Text section →
Acne
A Mindful Approach to Acne
Learn more about incorporating mindfulness into your acne treatment

In naturopathic medicine, treating acne requires a two-fold approach: incorporating foods and remedies to help the body heal from the inside out, as well as considering any topical options that may help skin.
I would argue that if we’re to treat people holistically, in the truest sense of that word, we must also be sensitive to the lived experience of acne that often brings with it feelings of embarrassment, shame, and urgency. Our skin is our first interface with the outside environment. Skin issues can, therefore, lead to judgment, frustration, and serious discomfort.
This is why I find it important to include mind-body practices as part of an acne healing toolkit. I find that they soothe the nervous system, provide internal psychological nourishment to deal with difficult emotions that arise, and provide a way to deal with an inner critic that may be quite strong if your physical appearance is affected.
Before jumping into some mindfulness practices, let’s pause to get our bearings on the connection between stress and acne. I know that clinically I’ve seen this pattern frequently: increased stress leads to more breakouts and increased redness and inflammation. This same pattern was also observed in an Italian study that reported that a high level of psychological stress was associated with acne. In a group of 248 women, those who had acne were almost three times more likely to have psychological stress. Studies that compare two groups retrospectively, in this case an acne group vs. a non-acne group, allow for patterns to emerge but don’t definitively conclude that stress causes acne.

Brief A → According to the article on mindfulness and acne, how many women were in the group studied in Italy?
Brief B → From the article on mindfulness and acne, write out the stretch from "In naturopathic medicine, treating" through "may help skin.".

Listed records →
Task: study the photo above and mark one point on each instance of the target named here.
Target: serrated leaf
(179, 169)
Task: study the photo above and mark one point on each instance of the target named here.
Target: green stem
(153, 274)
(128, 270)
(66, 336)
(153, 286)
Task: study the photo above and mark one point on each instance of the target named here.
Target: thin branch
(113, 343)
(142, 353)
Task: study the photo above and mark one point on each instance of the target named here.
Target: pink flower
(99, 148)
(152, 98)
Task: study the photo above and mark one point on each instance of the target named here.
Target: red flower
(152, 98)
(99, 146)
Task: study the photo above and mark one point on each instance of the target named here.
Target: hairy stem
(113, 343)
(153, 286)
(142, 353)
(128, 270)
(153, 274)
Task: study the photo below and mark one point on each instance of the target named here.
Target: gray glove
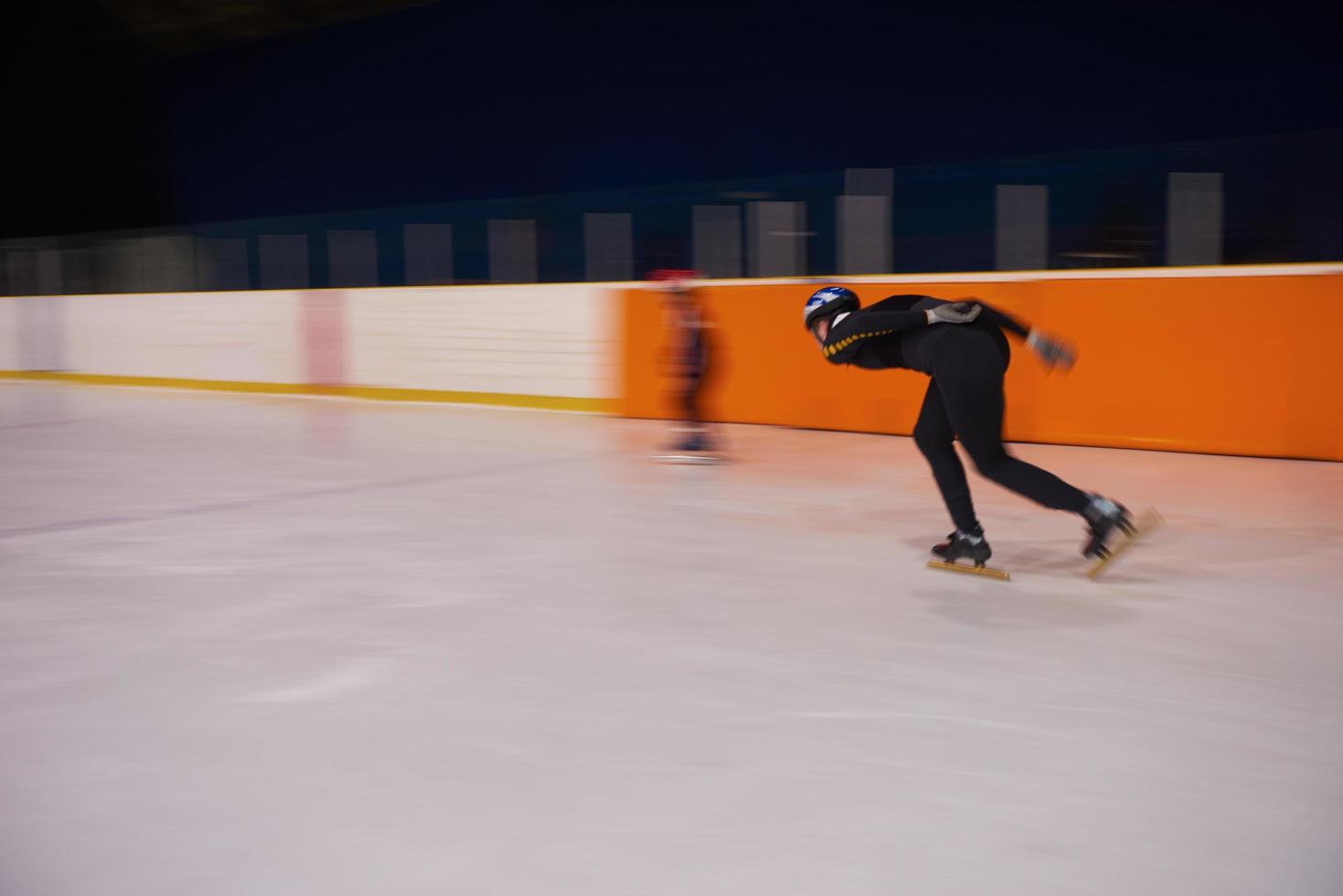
(1050, 351)
(954, 314)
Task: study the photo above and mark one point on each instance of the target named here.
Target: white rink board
(544, 338)
(10, 334)
(251, 336)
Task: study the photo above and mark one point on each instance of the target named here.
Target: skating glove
(953, 314)
(1050, 351)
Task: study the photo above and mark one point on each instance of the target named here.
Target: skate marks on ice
(991, 607)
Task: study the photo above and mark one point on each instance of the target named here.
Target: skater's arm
(996, 317)
(1051, 351)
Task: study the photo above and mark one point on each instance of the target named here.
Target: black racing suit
(965, 400)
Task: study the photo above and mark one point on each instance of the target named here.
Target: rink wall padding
(535, 346)
(1226, 361)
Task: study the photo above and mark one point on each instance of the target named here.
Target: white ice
(282, 646)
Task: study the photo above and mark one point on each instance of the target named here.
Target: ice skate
(1107, 544)
(965, 547)
(695, 449)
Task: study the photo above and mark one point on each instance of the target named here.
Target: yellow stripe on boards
(372, 392)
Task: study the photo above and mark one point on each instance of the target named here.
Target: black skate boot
(1103, 517)
(961, 544)
(693, 443)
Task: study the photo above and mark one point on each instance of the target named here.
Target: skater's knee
(991, 460)
(933, 441)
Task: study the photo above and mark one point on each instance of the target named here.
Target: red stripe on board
(324, 337)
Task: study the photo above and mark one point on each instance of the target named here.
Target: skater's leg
(933, 437)
(696, 430)
(973, 391)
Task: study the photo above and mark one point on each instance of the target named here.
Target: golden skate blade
(1143, 524)
(955, 567)
(687, 458)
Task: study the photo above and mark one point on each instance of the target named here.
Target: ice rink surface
(282, 646)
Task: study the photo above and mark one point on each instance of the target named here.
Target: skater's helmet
(827, 303)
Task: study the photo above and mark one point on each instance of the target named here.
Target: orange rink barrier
(1223, 364)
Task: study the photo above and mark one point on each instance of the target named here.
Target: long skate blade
(956, 567)
(1145, 524)
(687, 458)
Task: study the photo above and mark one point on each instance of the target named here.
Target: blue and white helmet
(827, 303)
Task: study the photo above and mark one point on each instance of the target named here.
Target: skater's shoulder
(901, 303)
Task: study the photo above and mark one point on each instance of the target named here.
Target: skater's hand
(1053, 352)
(954, 314)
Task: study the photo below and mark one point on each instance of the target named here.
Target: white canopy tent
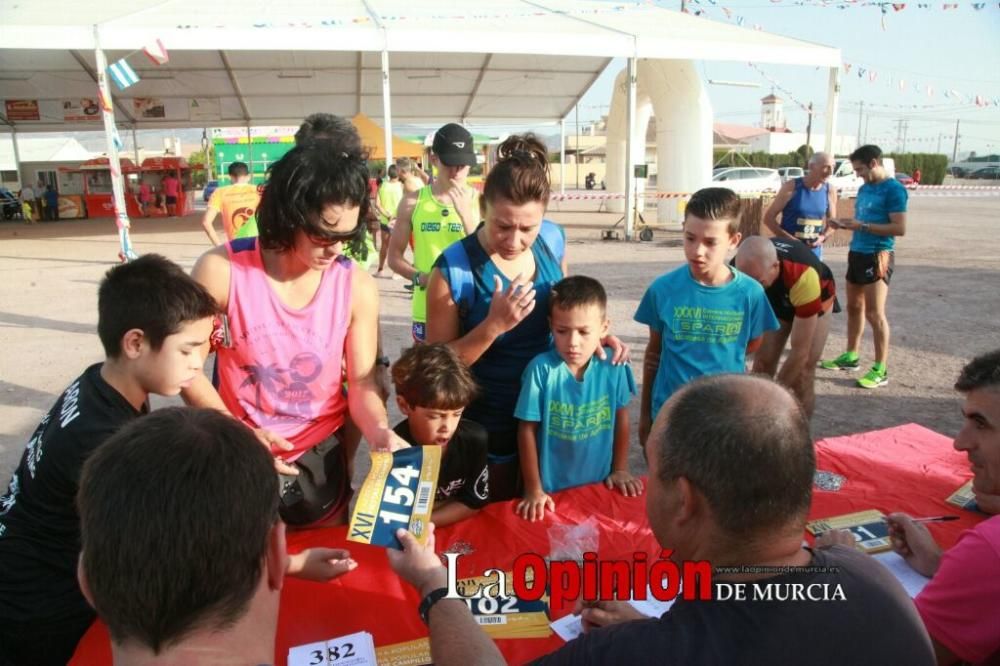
(257, 62)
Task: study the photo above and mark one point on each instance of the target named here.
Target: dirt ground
(944, 308)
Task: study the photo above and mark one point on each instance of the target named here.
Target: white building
(40, 158)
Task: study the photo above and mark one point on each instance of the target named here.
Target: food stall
(96, 181)
(155, 169)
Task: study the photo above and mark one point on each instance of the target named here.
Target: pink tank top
(283, 370)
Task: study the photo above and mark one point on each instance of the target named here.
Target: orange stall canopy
(98, 198)
(155, 170)
(373, 140)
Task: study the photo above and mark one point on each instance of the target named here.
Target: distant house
(40, 159)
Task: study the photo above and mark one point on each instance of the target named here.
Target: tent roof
(373, 139)
(242, 62)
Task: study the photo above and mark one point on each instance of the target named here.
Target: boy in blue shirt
(433, 387)
(573, 406)
(705, 316)
(879, 216)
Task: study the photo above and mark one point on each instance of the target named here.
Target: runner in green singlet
(436, 216)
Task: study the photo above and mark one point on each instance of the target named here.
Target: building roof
(726, 133)
(42, 149)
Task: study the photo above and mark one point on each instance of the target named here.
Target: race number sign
(869, 528)
(500, 613)
(353, 650)
(398, 492)
(964, 497)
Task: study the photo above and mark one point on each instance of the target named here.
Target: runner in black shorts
(865, 269)
(802, 292)
(880, 216)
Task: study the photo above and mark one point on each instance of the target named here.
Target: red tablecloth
(908, 468)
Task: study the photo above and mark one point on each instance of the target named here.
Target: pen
(935, 519)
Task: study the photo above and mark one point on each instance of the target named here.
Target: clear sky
(957, 49)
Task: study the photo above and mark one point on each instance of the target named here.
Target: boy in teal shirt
(705, 316)
(573, 406)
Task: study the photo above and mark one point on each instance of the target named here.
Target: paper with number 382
(398, 492)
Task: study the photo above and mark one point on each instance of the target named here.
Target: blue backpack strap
(555, 239)
(459, 275)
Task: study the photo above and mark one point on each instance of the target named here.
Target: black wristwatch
(428, 602)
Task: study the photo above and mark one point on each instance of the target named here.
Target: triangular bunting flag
(123, 75)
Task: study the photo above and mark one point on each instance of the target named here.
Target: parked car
(790, 173)
(210, 187)
(987, 173)
(9, 204)
(747, 179)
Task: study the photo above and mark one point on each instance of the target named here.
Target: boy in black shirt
(153, 321)
(433, 387)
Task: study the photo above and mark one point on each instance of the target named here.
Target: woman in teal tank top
(506, 323)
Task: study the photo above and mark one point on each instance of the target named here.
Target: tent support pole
(114, 162)
(562, 156)
(386, 109)
(630, 198)
(832, 101)
(250, 152)
(17, 156)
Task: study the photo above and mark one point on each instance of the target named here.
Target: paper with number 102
(398, 492)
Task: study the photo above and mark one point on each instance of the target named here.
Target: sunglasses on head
(328, 238)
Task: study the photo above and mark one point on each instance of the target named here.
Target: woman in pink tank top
(298, 314)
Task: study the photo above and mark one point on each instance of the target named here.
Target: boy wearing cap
(436, 216)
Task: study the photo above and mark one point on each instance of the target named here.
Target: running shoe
(874, 378)
(846, 361)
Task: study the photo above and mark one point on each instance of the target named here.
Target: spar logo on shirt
(708, 325)
(574, 423)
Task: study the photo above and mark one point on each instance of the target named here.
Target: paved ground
(944, 308)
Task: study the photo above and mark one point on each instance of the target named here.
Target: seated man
(183, 550)
(961, 604)
(733, 488)
(802, 293)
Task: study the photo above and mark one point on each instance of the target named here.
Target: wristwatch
(428, 602)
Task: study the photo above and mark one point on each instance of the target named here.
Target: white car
(747, 179)
(790, 173)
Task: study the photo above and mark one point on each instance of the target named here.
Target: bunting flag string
(869, 74)
(122, 74)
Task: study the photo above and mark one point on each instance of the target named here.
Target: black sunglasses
(328, 238)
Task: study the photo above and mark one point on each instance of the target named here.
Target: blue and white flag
(123, 75)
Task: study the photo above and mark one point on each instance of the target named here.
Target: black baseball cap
(453, 146)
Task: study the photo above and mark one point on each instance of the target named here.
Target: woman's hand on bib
(386, 440)
(275, 444)
(619, 350)
(510, 306)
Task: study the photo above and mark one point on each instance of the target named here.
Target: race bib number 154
(398, 492)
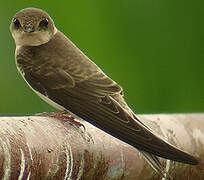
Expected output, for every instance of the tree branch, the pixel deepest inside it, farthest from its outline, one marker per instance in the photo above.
(52, 147)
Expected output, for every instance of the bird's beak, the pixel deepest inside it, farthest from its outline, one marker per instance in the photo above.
(29, 29)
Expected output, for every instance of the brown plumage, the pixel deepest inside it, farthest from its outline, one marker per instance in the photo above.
(58, 70)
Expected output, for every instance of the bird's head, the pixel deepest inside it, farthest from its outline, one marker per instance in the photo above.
(32, 27)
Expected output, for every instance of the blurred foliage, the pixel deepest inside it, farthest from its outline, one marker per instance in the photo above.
(153, 49)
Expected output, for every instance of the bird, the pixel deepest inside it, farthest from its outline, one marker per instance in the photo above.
(62, 75)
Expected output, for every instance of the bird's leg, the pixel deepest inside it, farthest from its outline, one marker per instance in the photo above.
(64, 115)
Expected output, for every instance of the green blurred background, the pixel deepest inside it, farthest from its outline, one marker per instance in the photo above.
(152, 48)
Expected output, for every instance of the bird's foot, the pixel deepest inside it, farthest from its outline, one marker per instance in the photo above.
(65, 116)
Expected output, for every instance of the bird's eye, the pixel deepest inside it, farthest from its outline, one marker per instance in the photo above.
(16, 23)
(43, 23)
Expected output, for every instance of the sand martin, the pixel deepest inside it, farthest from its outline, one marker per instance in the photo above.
(68, 80)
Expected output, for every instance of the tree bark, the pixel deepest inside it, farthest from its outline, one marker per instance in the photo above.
(54, 147)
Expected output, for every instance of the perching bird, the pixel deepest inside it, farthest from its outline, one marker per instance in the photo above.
(68, 80)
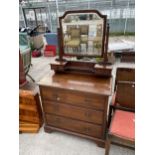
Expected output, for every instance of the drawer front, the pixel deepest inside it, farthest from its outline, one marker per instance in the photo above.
(74, 125)
(75, 98)
(27, 115)
(74, 112)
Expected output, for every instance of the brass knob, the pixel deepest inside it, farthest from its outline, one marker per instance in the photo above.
(88, 114)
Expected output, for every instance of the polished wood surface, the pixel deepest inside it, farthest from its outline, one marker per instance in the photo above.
(84, 83)
(30, 113)
(76, 104)
(69, 13)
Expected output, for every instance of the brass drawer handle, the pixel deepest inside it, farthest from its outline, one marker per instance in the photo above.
(87, 129)
(56, 107)
(58, 98)
(55, 96)
(87, 100)
(57, 120)
(88, 114)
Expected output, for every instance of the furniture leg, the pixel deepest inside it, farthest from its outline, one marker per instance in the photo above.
(109, 115)
(100, 144)
(30, 77)
(107, 147)
(48, 130)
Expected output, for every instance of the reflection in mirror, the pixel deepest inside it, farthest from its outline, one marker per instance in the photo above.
(82, 34)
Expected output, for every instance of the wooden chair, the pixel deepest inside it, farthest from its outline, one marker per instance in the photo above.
(123, 98)
(122, 130)
(125, 75)
(74, 43)
(122, 126)
(84, 29)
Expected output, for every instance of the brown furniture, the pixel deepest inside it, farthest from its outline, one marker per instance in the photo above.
(74, 41)
(122, 127)
(63, 64)
(123, 98)
(76, 104)
(122, 130)
(128, 56)
(124, 74)
(30, 113)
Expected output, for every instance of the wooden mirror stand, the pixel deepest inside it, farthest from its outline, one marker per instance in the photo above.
(83, 63)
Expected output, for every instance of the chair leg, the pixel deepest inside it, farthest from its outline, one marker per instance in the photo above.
(110, 115)
(30, 77)
(107, 146)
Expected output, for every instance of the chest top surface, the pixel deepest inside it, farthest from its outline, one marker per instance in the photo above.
(85, 83)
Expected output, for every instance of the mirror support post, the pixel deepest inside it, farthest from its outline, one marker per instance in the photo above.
(60, 44)
(106, 44)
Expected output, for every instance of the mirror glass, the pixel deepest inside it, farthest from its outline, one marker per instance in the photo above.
(82, 34)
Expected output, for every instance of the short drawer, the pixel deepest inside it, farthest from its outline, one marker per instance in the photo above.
(74, 112)
(74, 97)
(74, 125)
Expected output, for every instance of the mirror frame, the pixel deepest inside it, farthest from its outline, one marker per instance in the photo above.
(61, 38)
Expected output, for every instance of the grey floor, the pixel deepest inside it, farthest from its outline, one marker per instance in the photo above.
(58, 143)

Task output A → 248 women.

Task output B →
In naturopathic medicine, treating acne requires a two-fold approach: incorporating foods and remedies to help the body heal from the inside out, as well as considering any topical options that may help skin.